__Source document__.
* * *

Find a real-valued vector solution to a system of differential equations

Question

Given: $$\vec x'(t) = \begin{bmatrix} 4&-1\\ 13&0 \end{bmatrix} \vec x(t) $$

Evaluating to find eigenvalues: $$ (4-\lambda)(-\lambda)+13=0 $$$$ (\lambda-2)^2=-9$$ $$\lambda=2\pm3i$$

Finding the eigenvector for the eigenvalue $\lambda = 2+3i$: $$ \left[ \begin{array}{cc|c} 2-3i&-1&0\\ 13&-2-3i&0 \end{array} \right] $$ Since, for a 2x2, the rows must be complex scalar multiples of each other (here: R2 = (2 + 3i)R1 ), then picking row 2:

\begin{align*} \begin{cases} v_1=\frac{2+3i}{13}v_2 \\ v_2=free \end{cases} \end{align*}

$$\vec v= v_2 \begin{bmatrix} \frac{2+3i}{13}\\ 1 \end{bmatrix} = v_2\begin{bmatrix} 2+3i\\ 13 \end{bmatrix}$$ The solution takes the form of: $$e^{\lambda_1t}\vec v_1 = e^{(2+3i)t}\begin{bmatrix} 2+3i\\ 13 \end{bmatrix} $$ However, this is not a real-valued vector solution, since the eigenvector has an imaginary part. How should I proceed?

Answer 1

Use Euler's identity to split the solution into its real and imaginary parts:

$$e^{(2+3i)t}=e^{2t+i3t}=e^{2t}*e^{i3t}$$

$$e^{i3t} = \text{cos}(3t)+i\text{sin}(3t)$$ Therefore: $$e^{\lambda_1t}\vec v_1 = e^{2t}*e^{i3t}\begin{bmatrix} 2+3i\\ 13 \end{bmatrix} $$

$$= e^{2t}*[\text{cos}(3t)+i\text{sin}(3t)]*\left(\begin{bmatrix} 2\\ 13 \end{bmatrix}+i\begin{bmatrix} 3\\ 0 \end{bmatrix}\right) $$

Foiling: $$e^{2t}\left(\begin{bmatrix} 2\text{cos}(3t)\\ 13\text{cos}(3t) \end{bmatrix}+i\begin{bmatrix} 3\text{cos}(3t)\\ 0 \end{bmatrix}+i\begin{bmatrix} 2\text{sin}(3t)\\ 13\text{sin(3t)} \end{bmatrix}+i^2\begin{bmatrix} 3\text{sin}(3t)\\ 0 \end{bmatrix}\right)$$

$$\underbrace{e^{2t}\begin{bmatrix} 2\text{cos}(3t)-3\text{sin}(3t)\\ 13\text{cos}(3t) \end{bmatrix}}_{{\text{Real Part}}}+i\underbrace{e^{2t}\begin{bmatrix} 2\text{sin}(3t)+3\text{cos}(3t)\\ 13\text{sin}(3t) \end{bmatrix}}_{{\text{Imaginary Part}}}$$

The solution takes the form: $$\vec x(t)=C_1(\text{Real Part}) + C_2(\text{Imaginary Part})$$ $$\vec x(t)=C_1e^{2t}\begin{bmatrix} 2\text{cos}(3t)-3\text{sin}(3t)\\ 13\text{cos}(3t) \end{bmatrix}+C_2e^{2t}\begin{bmatrix} 2\text{sin}(3t)+3\text{cos}(3t)\\ 13\text{sin}(3t) \end{bmatrix}$$

Answer 2

You may split this solution into real and imaginary parts and $$e^{\lambda_1t}\vec v_1 = e^{(2+3i)t}\begin{bmatrix} 2+3i\\ 13 \end{bmatrix}=U +iV$$

Each one of those $U$ and$V$ is a real solution to your system.

* * *

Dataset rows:
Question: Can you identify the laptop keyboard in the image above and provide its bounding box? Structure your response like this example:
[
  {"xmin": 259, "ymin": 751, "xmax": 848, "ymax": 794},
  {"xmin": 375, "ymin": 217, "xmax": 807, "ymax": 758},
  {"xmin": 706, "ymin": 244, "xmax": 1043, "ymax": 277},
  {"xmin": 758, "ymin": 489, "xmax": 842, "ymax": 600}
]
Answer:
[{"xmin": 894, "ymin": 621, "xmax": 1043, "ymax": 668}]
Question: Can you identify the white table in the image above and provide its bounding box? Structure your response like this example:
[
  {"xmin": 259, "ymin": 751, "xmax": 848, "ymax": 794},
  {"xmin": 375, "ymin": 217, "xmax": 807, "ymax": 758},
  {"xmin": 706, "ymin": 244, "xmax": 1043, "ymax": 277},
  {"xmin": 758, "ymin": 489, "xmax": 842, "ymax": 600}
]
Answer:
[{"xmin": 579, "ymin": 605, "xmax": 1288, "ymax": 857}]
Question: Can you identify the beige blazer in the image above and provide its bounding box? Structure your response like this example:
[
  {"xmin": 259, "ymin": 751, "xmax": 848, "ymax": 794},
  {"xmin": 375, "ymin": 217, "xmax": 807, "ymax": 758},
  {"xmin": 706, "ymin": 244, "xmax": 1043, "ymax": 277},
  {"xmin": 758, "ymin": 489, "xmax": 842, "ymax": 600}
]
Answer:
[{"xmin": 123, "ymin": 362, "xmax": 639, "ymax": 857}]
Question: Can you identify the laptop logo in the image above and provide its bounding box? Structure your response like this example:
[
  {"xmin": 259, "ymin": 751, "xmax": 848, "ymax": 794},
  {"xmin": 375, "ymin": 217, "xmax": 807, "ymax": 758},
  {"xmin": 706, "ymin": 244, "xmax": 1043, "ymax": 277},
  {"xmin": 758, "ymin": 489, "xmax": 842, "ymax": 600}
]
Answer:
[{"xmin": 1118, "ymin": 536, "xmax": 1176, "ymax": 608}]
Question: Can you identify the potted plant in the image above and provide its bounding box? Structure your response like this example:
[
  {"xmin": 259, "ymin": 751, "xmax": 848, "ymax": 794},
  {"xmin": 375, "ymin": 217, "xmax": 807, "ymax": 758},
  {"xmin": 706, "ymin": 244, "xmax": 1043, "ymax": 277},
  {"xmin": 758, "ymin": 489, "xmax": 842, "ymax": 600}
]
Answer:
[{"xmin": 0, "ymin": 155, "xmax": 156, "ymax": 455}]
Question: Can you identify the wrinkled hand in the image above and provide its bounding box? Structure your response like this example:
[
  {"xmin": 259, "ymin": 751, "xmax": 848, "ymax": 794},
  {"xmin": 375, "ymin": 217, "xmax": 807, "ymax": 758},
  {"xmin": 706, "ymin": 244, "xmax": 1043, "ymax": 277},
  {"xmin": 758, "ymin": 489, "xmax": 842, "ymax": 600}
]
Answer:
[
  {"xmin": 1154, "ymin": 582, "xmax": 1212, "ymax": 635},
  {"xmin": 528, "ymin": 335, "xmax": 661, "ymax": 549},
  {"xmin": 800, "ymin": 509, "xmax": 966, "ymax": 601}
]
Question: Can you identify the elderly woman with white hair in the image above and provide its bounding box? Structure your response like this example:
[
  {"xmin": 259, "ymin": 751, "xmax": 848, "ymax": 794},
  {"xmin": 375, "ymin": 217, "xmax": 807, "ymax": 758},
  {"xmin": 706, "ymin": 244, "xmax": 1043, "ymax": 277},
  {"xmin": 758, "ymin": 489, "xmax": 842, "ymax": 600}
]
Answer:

* * *

__Your objective__. Reproduce verbatim the part of the differential equations thread that begins at the words "You may split" and stops after "to your system.".

__Full response__.
You may split this solution into real and imaginary parts and $$e^{\lambda_1t}\vec v_1 = e^{(2+3i)t}\begin{bmatrix} 2+3i\\ 13 \end{bmatrix}=U +iV$$

Each one of those $U$ and$V$ is a real solution to your system.